Page:Séché - Les Muses françaises, II, 1908.djvu/80

La bibliothèque libre.
Cette page a été validée par deux contributeurs.



LUCIE DELARUE-MARDRUS




Mme Lucie Delarue-Mardrus est née à Honfleur, le 3 novembre 1880. Son père, M. Georges Delarue, avocat à la Cour d’Appel de Paris, appartient à une vieille famille normande ; sa mère est Parisienne. — En 1900, elle épousa le docteur J.-C. Mardrus, le traducteur bien connu des Mille et une Nuits.

L’œuvre poétique de Mme Delarue-Mardrus compte parmi les plus considérables qu’aient écrites les poétesses contemporaines. — Cette œuvre a inspiré de nombreux articles. Selon la méthode que j’ai adoptée pour cet ouvrage, j’en veux donner ici quelques extraits.

Tout d’abord M. Charles Maurras.

§ Objectif énoncé:
Pour chaque affirmation, dites si elle concorde avec la notice sur Lucie Delarue-Mardrus en répondant par oui ou par non, puis citez les mots décisifs de la notice.
1. Lucie Delarue-Mardrus est née à Honfleur en 1880.
2. Sa mère appartient à une vieille famille normande.
3. Elle a épousé le docteur J.-C. Mardrus en 1900.

§ Matériel fourni:
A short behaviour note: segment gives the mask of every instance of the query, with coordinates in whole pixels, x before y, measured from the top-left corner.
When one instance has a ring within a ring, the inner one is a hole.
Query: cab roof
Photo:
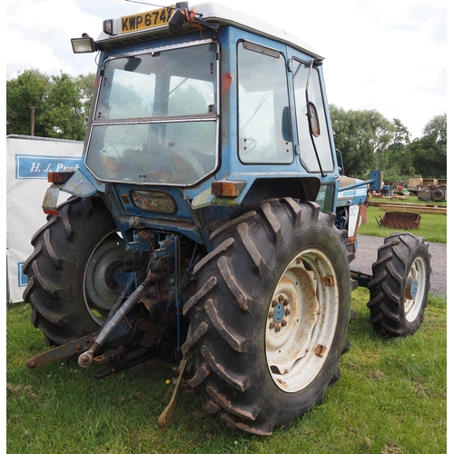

§ La réponse:
1. Oui : « Mme Lucie Delarue-Mardrus est née à Honfleur, le 3 novembre 1880. »
2. Non : « sa mère est Parisienne »
3. Oui : « En 1900, elle épousa le docteur J.-C. Mardrus »